Give the entries again, precisely as they were written.

MATERIAL FOR THIS EXERCISE>
((

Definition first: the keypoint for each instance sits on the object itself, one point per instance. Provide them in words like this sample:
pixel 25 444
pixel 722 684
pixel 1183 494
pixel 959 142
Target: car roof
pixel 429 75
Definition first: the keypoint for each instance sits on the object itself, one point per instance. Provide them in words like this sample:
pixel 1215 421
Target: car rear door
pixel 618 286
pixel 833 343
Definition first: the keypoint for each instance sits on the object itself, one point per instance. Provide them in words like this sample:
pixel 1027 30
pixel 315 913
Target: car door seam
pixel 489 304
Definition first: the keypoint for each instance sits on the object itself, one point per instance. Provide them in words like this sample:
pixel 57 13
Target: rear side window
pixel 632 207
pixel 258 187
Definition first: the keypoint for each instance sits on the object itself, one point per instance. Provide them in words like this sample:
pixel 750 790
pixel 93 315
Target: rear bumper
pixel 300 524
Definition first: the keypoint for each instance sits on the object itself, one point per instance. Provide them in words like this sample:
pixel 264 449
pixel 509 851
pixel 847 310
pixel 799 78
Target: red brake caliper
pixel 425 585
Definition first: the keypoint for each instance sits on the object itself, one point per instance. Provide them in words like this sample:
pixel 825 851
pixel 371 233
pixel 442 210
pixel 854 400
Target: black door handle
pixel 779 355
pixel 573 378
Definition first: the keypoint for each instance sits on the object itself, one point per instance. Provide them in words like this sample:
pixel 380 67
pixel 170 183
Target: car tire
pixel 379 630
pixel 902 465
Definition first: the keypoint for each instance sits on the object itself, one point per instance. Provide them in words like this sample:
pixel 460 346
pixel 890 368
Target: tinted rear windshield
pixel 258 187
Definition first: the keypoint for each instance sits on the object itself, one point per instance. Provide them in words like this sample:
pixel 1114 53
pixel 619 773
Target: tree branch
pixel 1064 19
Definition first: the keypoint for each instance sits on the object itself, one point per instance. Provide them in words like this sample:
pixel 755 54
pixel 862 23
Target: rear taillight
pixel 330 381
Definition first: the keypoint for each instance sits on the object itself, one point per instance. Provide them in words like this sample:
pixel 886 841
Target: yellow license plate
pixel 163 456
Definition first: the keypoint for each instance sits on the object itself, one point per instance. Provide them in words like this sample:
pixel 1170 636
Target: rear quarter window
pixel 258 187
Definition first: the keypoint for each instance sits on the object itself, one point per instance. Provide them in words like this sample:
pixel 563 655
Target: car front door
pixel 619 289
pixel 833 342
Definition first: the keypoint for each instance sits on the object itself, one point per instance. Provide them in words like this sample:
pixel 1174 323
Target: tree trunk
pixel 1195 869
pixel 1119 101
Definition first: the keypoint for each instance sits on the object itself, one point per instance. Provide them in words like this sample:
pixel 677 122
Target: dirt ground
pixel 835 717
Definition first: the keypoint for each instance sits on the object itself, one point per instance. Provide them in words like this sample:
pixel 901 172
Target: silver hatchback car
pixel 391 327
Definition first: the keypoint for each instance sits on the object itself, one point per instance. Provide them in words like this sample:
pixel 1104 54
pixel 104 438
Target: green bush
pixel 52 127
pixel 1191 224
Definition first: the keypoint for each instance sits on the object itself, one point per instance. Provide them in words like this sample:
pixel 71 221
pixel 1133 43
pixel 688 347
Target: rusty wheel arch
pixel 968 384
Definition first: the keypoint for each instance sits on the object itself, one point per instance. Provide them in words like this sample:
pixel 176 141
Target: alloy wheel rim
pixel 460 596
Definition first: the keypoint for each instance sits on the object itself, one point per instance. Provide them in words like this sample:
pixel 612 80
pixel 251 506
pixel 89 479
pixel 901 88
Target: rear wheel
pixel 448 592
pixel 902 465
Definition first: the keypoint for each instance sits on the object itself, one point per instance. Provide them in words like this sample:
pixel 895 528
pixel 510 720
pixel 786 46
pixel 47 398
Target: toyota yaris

))

TASK OUTPUT>
Definition first: the keypoint for each instance sits on the object itself, one point per instance. Provide them in words like this sample:
pixel 25 444
pixel 722 684
pixel 1183 494
pixel 959 142
Target: car roof
pixel 429 75
Definition first: the keypoint for each instance sits on the object itself, one point per instance. Provide them in words like this sample:
pixel 1215 421
Target: car rear door
pixel 618 286
pixel 833 343
Definition first: the keypoint for each instance sits on the object itself, one point per instance. Provide them in words like this sample:
pixel 1027 30
pixel 315 913
Target: car door seam
pixel 489 304
Definition first: the keypoint for each instance sits on the object itself, one point per instance. Provide them in words like this sample:
pixel 57 13
Target: rear side window
pixel 632 207
pixel 258 187
Definition first: the keypoint for each instance sits on the object itself, one point per instance. Provide them in words like this sample:
pixel 750 790
pixel 93 315
Target: rear bumper
pixel 300 524
Definition first: the keypoint for each instance sits on the object itself, one point per instance. Provide them in words like this sample:
pixel 264 449
pixel 509 851
pixel 847 310
pixel 799 78
Target: red brake caliper
pixel 425 585
Definition first: the keypoint for each instance sits on the object itself, one point per instance. Provide them in words like this sample:
pixel 825 851
pixel 371 233
pixel 442 210
pixel 854 400
Target: black door handle
pixel 779 355
pixel 573 378
Definition first: the keypoint for each instance sits on the object itself, one point per instance. Provide them in words like this sample:
pixel 380 67
pixel 170 183
Target: car tire
pixel 379 630
pixel 902 465
Definition first: the keypoint for each instance sits on the object itself, one point per instance. Provide them in words like this sample:
pixel 460 346
pixel 890 368
Target: tinted rear windshield
pixel 258 187
Definition first: the keypoint for each instance sits on the object itself, one point per instance. Provide them in words like this sample:
pixel 1114 53
pixel 619 773
Target: tree branch
pixel 1064 19
Definition first: the keypoint for each instance sits on the object itself, one point per instance. Provide them in words like this sample:
pixel 755 54
pixel 862 23
Target: rear taillight
pixel 330 381
Definition first: the keypoint for each instance sits on the object itself, one point per instance. Provide them in words like this sample:
pixel 886 841
Target: yellow license plate
pixel 163 456
Definition first: the keypoint for each instance sits on the object itself, one point per instance. Provide them in words like this sample:
pixel 1170 636
Target: rear quarter window
pixel 258 187
Definition first: the keypoint for each instance sits on the object itself, one point per instance. Provide them in words like this sample:
pixel 563 655
Target: car front door
pixel 619 289
pixel 833 342
Definition first: the keypoint for each instance sits on the object itself, one point per instance. Provide them in words like this sample:
pixel 1174 323
Target: tree trunk
pixel 1195 869
pixel 1119 101
Definition first: the keypoint for each instance sits on the object itself, one point per instance. Provide them in words like this sample:
pixel 677 122
Target: dirt ground
pixel 835 717
Definition first: the keypoint for each instance sits on the object itself, one point per instance. Provide them in words like this sample:
pixel 901 172
Target: silver hatchback car
pixel 391 327
Definition first: the keypoint for each instance sits on the object itself, one point per instance. Provide them in words like this sample:
pixel 1104 54
pixel 104 438
Target: green bush
pixel 52 127
pixel 1191 224
Definition first: the keypoint for each instance sits on the object itself, one point per instance. Provide them in words like this sample:
pixel 71 221
pixel 1133 43
pixel 688 347
Target: rusty wheel arch
pixel 968 384
Definition first: the keypoint for each instance sits on the object itself, one point per instance. Provide them in words like this sample:
pixel 176 141
Target: alloy wheel rim
pixel 460 596
Definition first: the keypoint for each instance sits on the object itself, one point per instance. Provide them in words like this sample:
pixel 612 80
pixel 251 506
pixel 89 479
pixel 901 88
Target: rear wheel
pixel 448 592
pixel 902 465
Definition first: the keypoint for each instance sits on the object itself, one point per instance. Provide them in words like this sample:
pixel 895 528
pixel 510 720
pixel 786 46
pixel 47 398
Target: toyota yaris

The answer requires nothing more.